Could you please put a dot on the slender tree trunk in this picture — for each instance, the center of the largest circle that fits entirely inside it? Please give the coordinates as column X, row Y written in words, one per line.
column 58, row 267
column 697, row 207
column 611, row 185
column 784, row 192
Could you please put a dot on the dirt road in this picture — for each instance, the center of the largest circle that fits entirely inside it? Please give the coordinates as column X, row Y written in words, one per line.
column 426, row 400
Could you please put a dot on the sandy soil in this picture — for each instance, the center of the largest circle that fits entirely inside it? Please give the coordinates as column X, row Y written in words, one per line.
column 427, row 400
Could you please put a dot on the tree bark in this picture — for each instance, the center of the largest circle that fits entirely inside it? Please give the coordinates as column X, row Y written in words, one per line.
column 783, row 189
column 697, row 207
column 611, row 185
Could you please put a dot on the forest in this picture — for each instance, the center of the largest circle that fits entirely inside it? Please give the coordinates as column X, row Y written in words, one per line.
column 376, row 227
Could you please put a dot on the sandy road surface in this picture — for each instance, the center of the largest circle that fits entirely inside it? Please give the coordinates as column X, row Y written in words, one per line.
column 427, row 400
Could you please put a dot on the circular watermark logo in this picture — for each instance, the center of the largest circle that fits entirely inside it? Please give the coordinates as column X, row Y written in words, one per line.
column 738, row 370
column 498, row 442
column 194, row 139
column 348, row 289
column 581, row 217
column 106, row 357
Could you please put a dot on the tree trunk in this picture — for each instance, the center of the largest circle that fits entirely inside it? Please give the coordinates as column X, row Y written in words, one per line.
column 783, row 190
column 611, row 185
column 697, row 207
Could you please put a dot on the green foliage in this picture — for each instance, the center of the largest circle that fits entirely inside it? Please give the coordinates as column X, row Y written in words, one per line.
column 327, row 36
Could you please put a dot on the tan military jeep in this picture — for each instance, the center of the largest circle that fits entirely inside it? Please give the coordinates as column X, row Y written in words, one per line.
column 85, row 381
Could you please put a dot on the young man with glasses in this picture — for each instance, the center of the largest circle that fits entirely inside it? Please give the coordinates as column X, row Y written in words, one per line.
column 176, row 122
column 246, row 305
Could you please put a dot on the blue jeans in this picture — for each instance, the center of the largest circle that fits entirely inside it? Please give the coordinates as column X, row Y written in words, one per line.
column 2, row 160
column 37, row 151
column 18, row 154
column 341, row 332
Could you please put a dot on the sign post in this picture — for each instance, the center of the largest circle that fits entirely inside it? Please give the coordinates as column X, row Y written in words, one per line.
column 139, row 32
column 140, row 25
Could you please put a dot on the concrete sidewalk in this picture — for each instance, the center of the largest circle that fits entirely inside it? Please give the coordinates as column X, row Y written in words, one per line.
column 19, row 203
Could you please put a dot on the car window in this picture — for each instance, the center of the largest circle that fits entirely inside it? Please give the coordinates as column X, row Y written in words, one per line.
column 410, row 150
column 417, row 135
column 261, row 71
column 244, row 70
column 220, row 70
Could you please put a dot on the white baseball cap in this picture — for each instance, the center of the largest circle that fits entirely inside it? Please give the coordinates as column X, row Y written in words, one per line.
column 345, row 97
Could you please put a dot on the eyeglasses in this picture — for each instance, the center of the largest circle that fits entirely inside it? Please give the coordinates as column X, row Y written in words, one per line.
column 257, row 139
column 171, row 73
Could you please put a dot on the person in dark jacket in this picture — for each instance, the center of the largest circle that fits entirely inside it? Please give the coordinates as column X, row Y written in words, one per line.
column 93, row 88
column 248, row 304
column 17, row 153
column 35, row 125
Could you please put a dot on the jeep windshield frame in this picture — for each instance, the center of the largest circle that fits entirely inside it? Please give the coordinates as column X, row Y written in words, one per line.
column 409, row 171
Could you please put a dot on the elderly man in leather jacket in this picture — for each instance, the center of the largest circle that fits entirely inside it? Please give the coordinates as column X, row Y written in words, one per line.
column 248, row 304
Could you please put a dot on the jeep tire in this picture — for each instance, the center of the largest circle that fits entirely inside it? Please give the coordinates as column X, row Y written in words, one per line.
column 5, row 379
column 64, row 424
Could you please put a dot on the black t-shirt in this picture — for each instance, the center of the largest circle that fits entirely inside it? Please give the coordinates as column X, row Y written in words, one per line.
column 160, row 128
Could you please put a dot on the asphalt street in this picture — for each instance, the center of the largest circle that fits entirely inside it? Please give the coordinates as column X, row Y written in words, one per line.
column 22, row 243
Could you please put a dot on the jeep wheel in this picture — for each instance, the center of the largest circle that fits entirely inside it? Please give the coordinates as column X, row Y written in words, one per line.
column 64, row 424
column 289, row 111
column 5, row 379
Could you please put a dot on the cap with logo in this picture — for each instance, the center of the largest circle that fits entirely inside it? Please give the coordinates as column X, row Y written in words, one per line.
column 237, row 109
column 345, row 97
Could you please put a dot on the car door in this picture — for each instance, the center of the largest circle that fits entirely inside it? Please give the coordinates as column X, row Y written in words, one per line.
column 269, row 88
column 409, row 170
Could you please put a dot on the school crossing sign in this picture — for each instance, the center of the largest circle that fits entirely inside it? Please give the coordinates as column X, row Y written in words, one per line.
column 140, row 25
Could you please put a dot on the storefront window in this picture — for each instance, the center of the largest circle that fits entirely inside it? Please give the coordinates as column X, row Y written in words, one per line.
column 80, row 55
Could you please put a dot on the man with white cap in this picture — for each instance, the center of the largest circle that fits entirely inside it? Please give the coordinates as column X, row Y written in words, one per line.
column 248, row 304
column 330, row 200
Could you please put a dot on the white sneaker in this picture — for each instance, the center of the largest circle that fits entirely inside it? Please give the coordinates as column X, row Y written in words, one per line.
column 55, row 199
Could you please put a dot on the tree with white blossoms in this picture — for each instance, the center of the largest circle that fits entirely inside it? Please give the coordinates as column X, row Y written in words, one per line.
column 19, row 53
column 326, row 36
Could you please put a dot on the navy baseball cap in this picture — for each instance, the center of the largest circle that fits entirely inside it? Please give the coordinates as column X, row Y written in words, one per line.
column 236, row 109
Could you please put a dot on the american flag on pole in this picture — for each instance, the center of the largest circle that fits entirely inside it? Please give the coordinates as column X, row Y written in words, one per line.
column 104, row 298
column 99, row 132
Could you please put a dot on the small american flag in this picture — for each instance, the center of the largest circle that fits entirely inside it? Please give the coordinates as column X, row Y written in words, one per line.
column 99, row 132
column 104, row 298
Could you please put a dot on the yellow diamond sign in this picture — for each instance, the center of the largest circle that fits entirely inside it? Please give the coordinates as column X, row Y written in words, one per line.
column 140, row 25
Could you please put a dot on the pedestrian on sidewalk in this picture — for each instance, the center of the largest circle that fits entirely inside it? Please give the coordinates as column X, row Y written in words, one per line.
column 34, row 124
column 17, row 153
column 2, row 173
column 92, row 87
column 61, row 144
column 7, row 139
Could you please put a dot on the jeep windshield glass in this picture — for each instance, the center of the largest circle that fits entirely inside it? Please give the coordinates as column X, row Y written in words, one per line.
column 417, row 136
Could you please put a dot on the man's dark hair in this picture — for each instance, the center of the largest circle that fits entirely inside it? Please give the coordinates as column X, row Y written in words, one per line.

---*---

* [AIM OF THE EXERCISE] Could you repeat all the records above, swapping in "place a point on" for every "put a dot on" and leaving everything else unchanged?

* [OUTPUT BELOW]
Could you please place a point on the slender tree trunk in this picture — for each instance, the center of the largest circle that fits entirely inside it? Please give the coordinates as column X, row Y written in words, one per line.
column 58, row 267
column 697, row 207
column 611, row 185
column 784, row 192
Could you please place a point on the dirt road in this picture — for each instance, the center of the largest circle that fits entirely inside it? Please give the coordinates as column X, row Y written in words, one per line.
column 426, row 400
Could you please place a point on the sandy soil in this picture — for each instance, the center of the largest circle that fits entirely inside it? Please give the coordinates as column X, row Y written in words, one per line.
column 427, row 400
Could you please place a point on the tree bark in this picture — for each instance, the center of the largest circle that fits entirely inside it? Please give the coordinates as column X, row Y written in words, one per line.
column 783, row 189
column 697, row 207
column 611, row 185
Could you please place a point on the forest in this picture — for each instance, the center of the largest circle that fits entirely inside it? Please give the coordinates as column X, row Y written in words, one per line.
column 376, row 227
Could you please place a point on the sandy road surface in this picture — for each instance, the center of the largest circle that fits entirely inside it? Please give the coordinates as column X, row Y written in words, one per line.
column 427, row 400
Could you please place a point on the circular watermark logo in this picture — for each instance, the center of the largest circle that fits entirely inside it? Please give the coordinates as column X, row Y written in words, one per line.
column 738, row 370
column 498, row 442
column 194, row 139
column 348, row 289
column 581, row 217
column 106, row 357
Could you please place a point on the tree trunk in this picture — for each instance, the center of the largest circle that fits entirely inside it? Please give the coordinates as column X, row Y written in words, one per line.
column 783, row 190
column 611, row 185
column 697, row 207
Could you please place a point on the green foliage in this picture — for each instance, the center of the largest circle that fits entirely inside it? Please give the coordinates as column X, row Y written in words, one per line.
column 327, row 36
Could you please place a point on the tan military jeep in this picture — for each instance, the center of the largest circle that fits entirely inside it? Please give the coordinates as column X, row Y written in words, one per line.
column 85, row 381
Could you please place a point on the young man with glasses in this picture — for each instance, the center of the largest circle that fits entirely inside it? Please give the coordinates as column X, row Y written in words, one per line.
column 176, row 122
column 246, row 305
Could you please place a point on the blue jeans in this picture — for each instance, the center of the largest circle that fits entirely inside it? Please give the coordinates as column X, row Y written in words, one per line.
column 2, row 160
column 37, row 151
column 18, row 154
column 341, row 332
Could you please place a point on the sign post in this picture — for each instance, the center of the largest circle that fits entirely inside it? Please give the coordinates as column X, row Y written in words, one per line.
column 139, row 32
column 140, row 25
Could you please place a point on the concrete sidewalk in this picture — for each instance, the center of the largest circle that fits entirely inside it? Please give the coordinates as column X, row Y written in words, one per line.
column 19, row 203
Could you please place a point on the car window in this picture — for each instance, the center of the largest circle that fits entirely inside it? Please give the coordinates as column X, row Y written in words, one per line.
column 410, row 150
column 417, row 135
column 261, row 71
column 244, row 70
column 220, row 70
Could you please place a point on the white baseball cap in this picture — for each instance, the center of the largest circle that fits entirely inside it? Please give the coordinates as column X, row Y written in words, one per line.
column 345, row 97
Could you please place a point on the eyeglasses in this picture — for each instance, the center of the largest circle that fits entirely inside it? Please give the coordinates as column X, row Y written in words, one per line.
column 257, row 139
column 171, row 73
Could you please place a point on the person in dark jacket in this picture — for each instance, the center of the largest circle that fits entirely inside it? Please give the coordinates as column X, row Y written in words, one per line.
column 93, row 88
column 248, row 304
column 17, row 153
column 35, row 125
Could you please place a point on the jeep windshield frame in this picture — for each instance, the center of the largest circle that fits entirely inside it? Please give the coordinates as column X, row Y written in words, one per line.
column 409, row 171
Could you please place a point on the elderly man in leather jacket in this picture — for each instance, the center of the largest circle that fits entirely inside it? Please give the coordinates as column X, row Y written in words, one per line.
column 248, row 304
Could you please place a point on the jeep tire in this picture — for each instance, the center of the largest circle that fits entirely inside it? Please give the coordinates as column X, row Y written in words, one per line.
column 5, row 379
column 64, row 424
Could you please place a point on the black t-shirt in this picture — for each instance, the center of the largest circle that fits entirely inside it? Please give the coordinates as column X, row Y written in words, one per line.
column 160, row 128
Could you please place a point on the asphalt street in this picture — for each instance, the center of the largest circle that fits entirely inside it? Please give the coordinates as column X, row Y written in words, one per line.
column 22, row 243
Could you please place a point on the jeep wheel in this picture — for each instance, the center of the largest circle that fits entirely inside it? Please give the coordinates as column X, row Y written in words, one per line.
column 64, row 424
column 289, row 111
column 5, row 379
Could you please place a point on the cap with logo in this picture — for each instance, the center of the largest circle that fits entirely inside it? Please give the coordinates as column X, row Y written in words, one per line.
column 237, row 109
column 345, row 97
Could you please place a point on the car door in this picture — for each instance, the center of the largest circle that fits entirely inside it? Please give the coordinates as column X, row Y written in words, one per line.
column 269, row 88
column 409, row 170
Could you please place a point on the school crossing sign in this picture — for each instance, the center of the largest circle that fits entirely inside it? Please give the coordinates as column X, row Y written in words, one per line.
column 140, row 25
Could you please place a point on the storefront window in this picture — for each instance, the center of the largest circle that fits entirely inside it? Please give the coordinates as column X, row Y written in words, one per line.
column 80, row 55
Could you please place a point on the man with white cap in this picture — for each instance, the center of the largest circle that fits entirely inside it? Please give the coordinates as column X, row Y written in words, one per line.
column 248, row 304
column 330, row 200
Could you please place a point on the white sneaker in this picture — for each instance, the center of the largest circle that fits entirely inside it? Please give the coordinates as column X, row Y written in words, one per line.
column 55, row 199
Could you please place a point on the tree with white blossoms in this picture — for each instance, the center of the largest circle that fits entirely inside it? Please give the coordinates as column X, row Y written in words, one per line.
column 19, row 53
column 326, row 36
Could you please place a point on the navy baseball cap in this picture — for each instance, the center of the largest circle that fits entirely inside it? Please give the coordinates as column X, row Y written in words, one per line.
column 236, row 109
Could you please place a point on the american flag on pole in this picture — for each instance, the center of the largest circle that fits entirely inside it? Please give the coordinates as column X, row Y written in words, one per line.
column 104, row 298
column 99, row 132
Could you please place a point on the small american flag in this picture — for each instance, the center of the largest circle that fits entirely inside it? Please give the coordinates as column X, row Y written in words, one per line.
column 99, row 132
column 104, row 298
Could you please place a point on the yellow diamond sign in this picture — for each instance, the center of the largest circle that fits entirely inside it? Please give the coordinates as column X, row Y written in words, one per line.
column 140, row 25
Could you please place a point on the pedestrian on sidewalk in this picture — for each instance, the center of the largest circle that fits entirely inside it? Please give the coordinates as column X, row Y written in words, one per line.
column 34, row 124
column 17, row 153
column 2, row 173
column 92, row 87
column 61, row 144
column 7, row 139
Could you please place a point on the jeep windshield glass in this picture — for each instance, the center of the largest circle that fits entirely inside it? Please give the coordinates as column X, row Y written in words, one per line.
column 417, row 136
Could you please place a point on the man's dark hair in this picture — for each instance, the center of the largest circle that fits entirely inside it? Please give the coordinates as column X, row Y written in words, one per line.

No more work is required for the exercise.